#### GIVEN TEXT:
━━━━━━━━━━━━━━━━━━━━━━━━━━━━━━
It surfs damn near a ripple, it's loaded up with our new 2012 outfitting, and it's REALLY LIGHT. This design is very much for the crowd that paddled and loved the earlier fun series (04 and 07 especially), but were also really more into the river running as opposed to the freestyle side of things. The stability is crazy solid, the edge carving is stellar and bottom line, it rolls like a Jackson... EASY as it gets.
The Fun Runner is not a core design for the likes of those competing for instance, this is for those that want to become way more confident with down river paddling, improving their surfing skills, attaining eddies, cartwheeling. AND, to do it in a modern design with a modern day planing hull with chine that is designed to not get hung up, with outfitting that is super light and easy to fit perfectly with minor adjustments.
Is this the right boat for you Josh? Hard to say, but it also might be the perfect boat for someone that mostly creek boats, but wants something a bit more playful when running the numbers, or even gore for that matter!


----------



## jmack

You got me all wrong Marty! I like longer boats like the Wavesport Z. I just think it is funny that people on Mountainbuzz dismiss those older longer designs as useless (like when anyone asks about buying a used one) and then Jackson comes out with a boat that looks alot like what I was paddling 10 years ago. 

It probably wouldn't hurt for newbies to paddle a boat with some hull speed; and I'll be more than happy to run your demo into some rocks some time.


----------



## Dave Frank

I'm thinking Grand Canyon boat!


----------



## deepsouthpaddler

Its good to see Jackson filling the river runner niche.

Seems like many of the "river runner" boats are either closer to a creekboat or a playboat. I can see why some folks would like a good river runner.
━━━━━━━━━━━━━━━━━━━━━━━━━━━━━━
#### Dataset items:
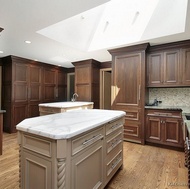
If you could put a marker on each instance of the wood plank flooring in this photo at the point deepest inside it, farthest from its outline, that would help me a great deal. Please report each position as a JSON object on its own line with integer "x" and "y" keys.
{"x": 145, "y": 167}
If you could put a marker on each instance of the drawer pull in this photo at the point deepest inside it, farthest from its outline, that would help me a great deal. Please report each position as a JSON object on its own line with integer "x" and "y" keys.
{"x": 94, "y": 138}
{"x": 129, "y": 115}
{"x": 187, "y": 143}
{"x": 116, "y": 162}
{"x": 116, "y": 126}
{"x": 129, "y": 130}
{"x": 115, "y": 143}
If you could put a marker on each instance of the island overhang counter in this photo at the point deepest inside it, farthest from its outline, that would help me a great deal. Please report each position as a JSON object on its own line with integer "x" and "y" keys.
{"x": 78, "y": 149}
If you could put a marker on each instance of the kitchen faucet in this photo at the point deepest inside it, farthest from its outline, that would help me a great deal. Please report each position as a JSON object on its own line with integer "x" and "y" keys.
{"x": 75, "y": 95}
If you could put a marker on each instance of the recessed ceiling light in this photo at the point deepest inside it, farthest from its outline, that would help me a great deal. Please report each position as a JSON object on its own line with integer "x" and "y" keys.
{"x": 28, "y": 42}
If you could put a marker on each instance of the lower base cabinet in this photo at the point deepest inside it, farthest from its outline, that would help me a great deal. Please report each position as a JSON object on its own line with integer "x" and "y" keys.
{"x": 86, "y": 161}
{"x": 164, "y": 127}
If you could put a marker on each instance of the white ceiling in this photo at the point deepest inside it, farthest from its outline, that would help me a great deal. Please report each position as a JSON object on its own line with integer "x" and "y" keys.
{"x": 64, "y": 31}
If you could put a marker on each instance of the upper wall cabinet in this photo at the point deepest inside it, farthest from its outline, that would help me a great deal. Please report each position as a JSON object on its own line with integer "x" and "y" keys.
{"x": 25, "y": 84}
{"x": 87, "y": 81}
{"x": 169, "y": 65}
{"x": 185, "y": 59}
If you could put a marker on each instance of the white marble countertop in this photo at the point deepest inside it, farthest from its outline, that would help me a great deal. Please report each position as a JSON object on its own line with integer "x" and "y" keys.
{"x": 65, "y": 104}
{"x": 185, "y": 109}
{"x": 68, "y": 124}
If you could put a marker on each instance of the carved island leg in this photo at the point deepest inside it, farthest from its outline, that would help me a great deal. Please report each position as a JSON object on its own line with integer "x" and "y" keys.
{"x": 19, "y": 165}
{"x": 61, "y": 171}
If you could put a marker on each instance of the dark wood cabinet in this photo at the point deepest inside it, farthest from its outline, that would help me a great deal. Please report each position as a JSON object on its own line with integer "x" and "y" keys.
{"x": 164, "y": 127}
{"x": 128, "y": 88}
{"x": 163, "y": 68}
{"x": 185, "y": 61}
{"x": 169, "y": 65}
{"x": 25, "y": 84}
{"x": 87, "y": 81}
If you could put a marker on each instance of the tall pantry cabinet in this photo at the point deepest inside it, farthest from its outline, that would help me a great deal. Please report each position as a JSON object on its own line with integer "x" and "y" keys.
{"x": 25, "y": 84}
{"x": 87, "y": 81}
{"x": 128, "y": 88}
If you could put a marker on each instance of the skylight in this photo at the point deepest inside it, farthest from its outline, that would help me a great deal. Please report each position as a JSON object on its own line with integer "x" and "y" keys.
{"x": 120, "y": 23}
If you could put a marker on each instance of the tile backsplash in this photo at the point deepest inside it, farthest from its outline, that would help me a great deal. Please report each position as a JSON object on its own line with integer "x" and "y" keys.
{"x": 170, "y": 96}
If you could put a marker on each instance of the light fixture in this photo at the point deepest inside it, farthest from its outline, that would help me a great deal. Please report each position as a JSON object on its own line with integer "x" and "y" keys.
{"x": 1, "y": 29}
{"x": 28, "y": 42}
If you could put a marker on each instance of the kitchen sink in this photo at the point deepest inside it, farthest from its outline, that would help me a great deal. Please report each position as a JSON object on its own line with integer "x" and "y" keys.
{"x": 187, "y": 117}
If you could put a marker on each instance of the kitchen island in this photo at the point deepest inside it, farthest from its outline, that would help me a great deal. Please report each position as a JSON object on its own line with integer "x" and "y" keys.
{"x": 58, "y": 107}
{"x": 71, "y": 150}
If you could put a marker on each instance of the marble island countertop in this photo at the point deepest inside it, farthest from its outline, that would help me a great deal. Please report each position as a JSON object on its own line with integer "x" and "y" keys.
{"x": 68, "y": 124}
{"x": 185, "y": 109}
{"x": 65, "y": 104}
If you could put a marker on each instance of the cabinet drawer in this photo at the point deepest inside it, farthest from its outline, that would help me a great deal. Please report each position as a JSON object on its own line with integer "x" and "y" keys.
{"x": 132, "y": 115}
{"x": 40, "y": 146}
{"x": 112, "y": 126}
{"x": 84, "y": 141}
{"x": 114, "y": 164}
{"x": 164, "y": 113}
{"x": 49, "y": 110}
{"x": 114, "y": 140}
{"x": 132, "y": 130}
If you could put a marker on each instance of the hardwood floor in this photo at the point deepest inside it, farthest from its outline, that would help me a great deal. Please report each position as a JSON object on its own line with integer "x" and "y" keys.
{"x": 145, "y": 167}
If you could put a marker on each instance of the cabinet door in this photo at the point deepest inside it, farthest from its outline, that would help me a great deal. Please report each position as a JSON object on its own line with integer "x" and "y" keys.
{"x": 171, "y": 67}
{"x": 126, "y": 80}
{"x": 186, "y": 67}
{"x": 83, "y": 84}
{"x": 20, "y": 82}
{"x": 49, "y": 81}
{"x": 155, "y": 69}
{"x": 36, "y": 172}
{"x": 153, "y": 129}
{"x": 82, "y": 168}
{"x": 126, "y": 93}
{"x": 61, "y": 86}
{"x": 172, "y": 132}
{"x": 35, "y": 82}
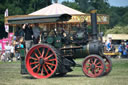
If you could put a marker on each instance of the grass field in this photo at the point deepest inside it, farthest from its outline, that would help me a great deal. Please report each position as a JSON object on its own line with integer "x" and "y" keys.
{"x": 10, "y": 75}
━━━━━━━━━━━━━━━━━━━━━━━━━━━━━━
#### TASK:
Can you output the kayak forum thread word for word, from "I'm thinking Grand" to "good river runner."?

#### OUTPUT FOR THIS TASK:
I'm thinking Grand Canyon boat!


----------



## deepsouthpaddler

Its good to see Jackson filling the river runner niche.

Seems like many of the "river runner" boats are either closer to a creekboat or a playboat. I can see why some folks would like a good river runner.